== Given data ==

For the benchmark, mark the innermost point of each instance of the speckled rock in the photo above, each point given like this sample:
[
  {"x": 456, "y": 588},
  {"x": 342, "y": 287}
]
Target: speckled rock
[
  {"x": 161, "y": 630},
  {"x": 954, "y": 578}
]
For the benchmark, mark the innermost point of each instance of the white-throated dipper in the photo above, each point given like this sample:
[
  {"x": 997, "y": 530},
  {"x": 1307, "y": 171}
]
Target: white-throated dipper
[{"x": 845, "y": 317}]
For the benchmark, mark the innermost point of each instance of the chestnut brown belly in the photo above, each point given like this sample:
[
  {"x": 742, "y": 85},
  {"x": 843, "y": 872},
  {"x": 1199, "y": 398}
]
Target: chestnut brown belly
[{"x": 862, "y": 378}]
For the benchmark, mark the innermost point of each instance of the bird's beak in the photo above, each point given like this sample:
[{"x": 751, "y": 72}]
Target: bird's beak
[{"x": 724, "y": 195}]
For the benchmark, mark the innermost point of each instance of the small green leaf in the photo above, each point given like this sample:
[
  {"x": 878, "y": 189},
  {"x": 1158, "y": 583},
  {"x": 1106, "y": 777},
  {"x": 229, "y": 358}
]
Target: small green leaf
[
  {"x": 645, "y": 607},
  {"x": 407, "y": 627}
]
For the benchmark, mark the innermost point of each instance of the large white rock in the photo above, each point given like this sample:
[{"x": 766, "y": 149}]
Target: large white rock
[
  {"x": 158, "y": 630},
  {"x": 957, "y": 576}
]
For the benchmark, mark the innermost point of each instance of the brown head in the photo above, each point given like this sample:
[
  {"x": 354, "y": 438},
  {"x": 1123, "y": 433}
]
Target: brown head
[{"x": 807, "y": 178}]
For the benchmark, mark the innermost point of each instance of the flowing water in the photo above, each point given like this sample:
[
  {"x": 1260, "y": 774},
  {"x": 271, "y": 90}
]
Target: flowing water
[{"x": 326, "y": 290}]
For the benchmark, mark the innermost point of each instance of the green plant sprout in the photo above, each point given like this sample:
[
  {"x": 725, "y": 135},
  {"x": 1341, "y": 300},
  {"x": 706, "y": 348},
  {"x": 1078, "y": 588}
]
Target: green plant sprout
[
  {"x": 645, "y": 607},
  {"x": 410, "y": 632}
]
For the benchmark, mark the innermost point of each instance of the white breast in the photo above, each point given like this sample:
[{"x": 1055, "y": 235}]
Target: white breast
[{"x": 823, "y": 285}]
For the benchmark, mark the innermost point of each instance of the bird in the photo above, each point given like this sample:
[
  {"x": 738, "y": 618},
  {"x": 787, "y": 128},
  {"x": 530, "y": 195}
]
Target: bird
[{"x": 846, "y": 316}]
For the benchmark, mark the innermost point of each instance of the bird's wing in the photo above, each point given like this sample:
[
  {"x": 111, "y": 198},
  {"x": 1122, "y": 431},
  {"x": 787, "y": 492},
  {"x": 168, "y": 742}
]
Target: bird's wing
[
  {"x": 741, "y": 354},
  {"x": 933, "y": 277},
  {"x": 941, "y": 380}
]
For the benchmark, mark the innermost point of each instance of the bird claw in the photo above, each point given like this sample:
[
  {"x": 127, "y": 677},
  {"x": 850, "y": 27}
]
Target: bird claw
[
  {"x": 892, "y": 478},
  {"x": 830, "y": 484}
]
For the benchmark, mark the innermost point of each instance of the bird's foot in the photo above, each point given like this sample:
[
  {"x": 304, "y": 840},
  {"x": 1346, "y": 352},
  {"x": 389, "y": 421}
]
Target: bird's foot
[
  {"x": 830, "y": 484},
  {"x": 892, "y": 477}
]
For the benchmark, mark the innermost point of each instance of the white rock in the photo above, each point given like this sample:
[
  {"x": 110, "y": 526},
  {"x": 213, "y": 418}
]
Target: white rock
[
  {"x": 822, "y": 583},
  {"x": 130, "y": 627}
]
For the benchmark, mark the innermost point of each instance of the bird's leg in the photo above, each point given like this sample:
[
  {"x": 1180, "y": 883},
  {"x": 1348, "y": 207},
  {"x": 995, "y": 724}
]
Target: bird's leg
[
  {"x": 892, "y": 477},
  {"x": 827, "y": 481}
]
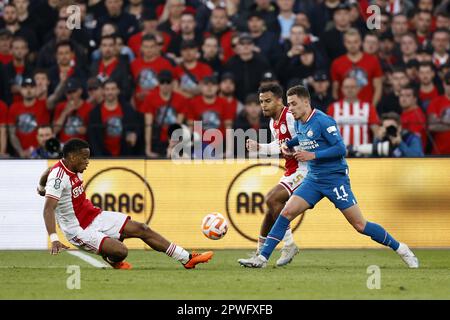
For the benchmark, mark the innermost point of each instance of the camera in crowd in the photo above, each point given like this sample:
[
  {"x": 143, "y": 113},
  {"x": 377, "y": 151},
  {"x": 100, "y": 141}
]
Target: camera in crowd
[
  {"x": 54, "y": 148},
  {"x": 379, "y": 148}
]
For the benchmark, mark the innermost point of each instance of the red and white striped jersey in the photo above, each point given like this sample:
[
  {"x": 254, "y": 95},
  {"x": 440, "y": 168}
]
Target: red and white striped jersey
[
  {"x": 74, "y": 210},
  {"x": 354, "y": 120},
  {"x": 283, "y": 130}
]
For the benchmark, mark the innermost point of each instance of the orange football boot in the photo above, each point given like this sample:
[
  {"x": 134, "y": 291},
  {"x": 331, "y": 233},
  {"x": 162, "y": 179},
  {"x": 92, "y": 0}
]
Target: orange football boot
[
  {"x": 121, "y": 265},
  {"x": 198, "y": 258}
]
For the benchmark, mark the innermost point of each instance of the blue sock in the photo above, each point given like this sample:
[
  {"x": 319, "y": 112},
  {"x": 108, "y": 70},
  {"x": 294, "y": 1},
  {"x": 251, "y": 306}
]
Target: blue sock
[
  {"x": 275, "y": 235},
  {"x": 378, "y": 234}
]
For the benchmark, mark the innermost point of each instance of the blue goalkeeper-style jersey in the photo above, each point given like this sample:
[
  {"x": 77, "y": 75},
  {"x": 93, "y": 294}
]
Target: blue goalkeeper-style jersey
[{"x": 320, "y": 134}]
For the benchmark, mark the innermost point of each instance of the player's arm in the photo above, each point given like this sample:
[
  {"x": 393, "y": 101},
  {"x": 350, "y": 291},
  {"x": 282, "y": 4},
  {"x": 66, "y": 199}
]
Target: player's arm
[
  {"x": 437, "y": 125},
  {"x": 15, "y": 142},
  {"x": 50, "y": 225},
  {"x": 331, "y": 134}
]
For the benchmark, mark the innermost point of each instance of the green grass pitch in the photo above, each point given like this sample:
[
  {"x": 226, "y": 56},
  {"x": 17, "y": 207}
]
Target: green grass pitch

===

■ Task brief
Copy every line of the records above word for word, leaving out the pictures.

■ Written answer
For the benchmark, mark the innermost point of each instance of the speckled rock in the photo above, each point given like this sample:
[
  {"x": 456, "y": 588},
  {"x": 342, "y": 287}
]
Target: speckled rock
[
  {"x": 161, "y": 630},
  {"x": 954, "y": 578}
]
For the benchmark, mark the innermost point of each instance of the white-throated dipper in the photo above, each point given like this sample:
[
  {"x": 997, "y": 530},
  {"x": 1307, "y": 171}
]
Target: white-throated dipper
[{"x": 845, "y": 317}]
For the benchmark, mark the innermost point of each instance of the chestnut brown belly in the photo above, each point given like this sample:
[
  {"x": 742, "y": 85},
  {"x": 843, "y": 872},
  {"x": 1199, "y": 398}
]
Target: chestnut brown belly
[{"x": 862, "y": 378}]
For the benchmark, mark the innermost point of each instance of the bird's beak in the photo above, each point given like this sample:
[{"x": 751, "y": 72}]
Target: bird's beak
[{"x": 724, "y": 195}]
For the benchmark, mark the innermost point of each instance of the small green leaf in the photo above, each point given like this sample:
[
  {"x": 878, "y": 189},
  {"x": 1158, "y": 583},
  {"x": 1106, "y": 777},
  {"x": 229, "y": 358}
]
Target: small green leaf
[
  {"x": 645, "y": 607},
  {"x": 407, "y": 627}
]
For the benchmark, mark the innermost point of each instance of the large white rock in the photo above, each point given like this sample:
[{"x": 766, "y": 149}]
Target: large white rock
[
  {"x": 158, "y": 630},
  {"x": 957, "y": 576}
]
For the benchmark, mark the innermost point of each instance of the brown head in the photo above, each point given like this sample:
[
  {"x": 354, "y": 438},
  {"x": 1123, "y": 433}
]
Target: brown head
[{"x": 807, "y": 178}]
For the benchmark, mark the innermost point of each instance of the flowing water in the photo above, each point given like this sample:
[
  {"x": 1260, "y": 774},
  {"x": 271, "y": 90}
]
Target: flowing water
[{"x": 326, "y": 290}]
For the benchmark, mark the innermost point of each instance of the green plant sprout in the photo above, each point given like this sample:
[
  {"x": 725, "y": 135},
  {"x": 1341, "y": 300},
  {"x": 706, "y": 348},
  {"x": 1078, "y": 588}
]
Target: green plant sprout
[
  {"x": 645, "y": 607},
  {"x": 410, "y": 632}
]
For the benchmark, mark the innermost point of each instance of the white breast in the photo above, each point given like this sample:
[{"x": 1055, "y": 235}]
Target: white breast
[{"x": 823, "y": 285}]
For the benchmark, mark the innermost point of each instance of the bird in the photo above, each point given like this sample:
[
  {"x": 738, "y": 618},
  {"x": 787, "y": 128},
  {"x": 530, "y": 195}
]
Target: bird
[{"x": 846, "y": 316}]
For the benchmark, mark the innermost point of each instance of the bird's wing in the photo above, each point given like this sample:
[
  {"x": 111, "y": 198},
  {"x": 1122, "y": 431},
  {"x": 787, "y": 492},
  {"x": 168, "y": 742}
]
Target: bird's wing
[
  {"x": 741, "y": 354},
  {"x": 933, "y": 277},
  {"x": 941, "y": 380}
]
For the benchmark, mark the innermost point of each instance of the bird claw in the photo above, each point given like this sample:
[
  {"x": 127, "y": 677},
  {"x": 850, "y": 27}
]
Target: bird claw
[
  {"x": 892, "y": 478},
  {"x": 830, "y": 484}
]
For the benchmark, mark the innermost point of each instance of the bird's foot in the photo above, each point given like this sample:
[
  {"x": 304, "y": 840},
  {"x": 1346, "y": 352},
  {"x": 389, "y": 421}
]
Target: bird's foot
[
  {"x": 830, "y": 484},
  {"x": 892, "y": 477}
]
For the benchmark, mark the innermost point of each instance of the white rock in the photo above, each point given like this sample:
[
  {"x": 110, "y": 526},
  {"x": 213, "y": 418}
]
Target: white rock
[
  {"x": 822, "y": 583},
  {"x": 130, "y": 627}
]
For the benchmark, mark the innermost point of each instance of the bird's leg in the photo above, each point given like this sample:
[
  {"x": 1180, "y": 883},
  {"x": 1348, "y": 207},
  {"x": 995, "y": 724}
]
Target: bird's leg
[
  {"x": 892, "y": 477},
  {"x": 827, "y": 481}
]
For the benchmark, mark the innermost point of each instance of the camera in crowd in the photo above, each point given like this sample:
[
  {"x": 143, "y": 113},
  {"x": 377, "y": 151},
  {"x": 100, "y": 141}
]
Target: camera in crowd
[
  {"x": 54, "y": 148},
  {"x": 379, "y": 148}
]
For the benchmark, mark the innermost point of each instance of the red and white striped jersey in the photo above, each point given like this sample:
[
  {"x": 254, "y": 95},
  {"x": 440, "y": 168}
]
Target: red and white striped jersey
[
  {"x": 74, "y": 210},
  {"x": 354, "y": 120},
  {"x": 283, "y": 130}
]
For the benchmark, mark the innermost point of each instance of the orange football boot in the photo above, each point given like this sample:
[
  {"x": 134, "y": 291},
  {"x": 331, "y": 233},
  {"x": 162, "y": 179},
  {"x": 92, "y": 0}
]
Target: orange football boot
[
  {"x": 121, "y": 265},
  {"x": 198, "y": 258}
]
For the benchmark, mark the innermost point of each instance of the blue sock in the photo above, each point given like this sample:
[
  {"x": 319, "y": 112},
  {"x": 108, "y": 70},
  {"x": 294, "y": 1},
  {"x": 251, "y": 306}
]
Target: blue sock
[
  {"x": 275, "y": 235},
  {"x": 378, "y": 234}
]
For the benchmark, mark the innermost point of each instance of the blue goalkeeper-style jersey in the photo above, each point given like this sample:
[
  {"x": 77, "y": 75},
  {"x": 93, "y": 294}
]
Target: blue goalkeeper-style jersey
[{"x": 320, "y": 134}]
For the benchmark, mark the innermost point of each instance of the player's arm in the photo above, each point given like this sample:
[
  {"x": 393, "y": 101},
  {"x": 350, "y": 291},
  {"x": 282, "y": 4},
  {"x": 66, "y": 199}
]
Target: player's arm
[
  {"x": 437, "y": 125},
  {"x": 15, "y": 142},
  {"x": 50, "y": 225},
  {"x": 331, "y": 134}
]
For the benchmark, mark the innermost point of each instance of the green grass pitch in the photo above, each point given like this sample:
[
  {"x": 226, "y": 56},
  {"x": 17, "y": 207}
]
Target: green grass pitch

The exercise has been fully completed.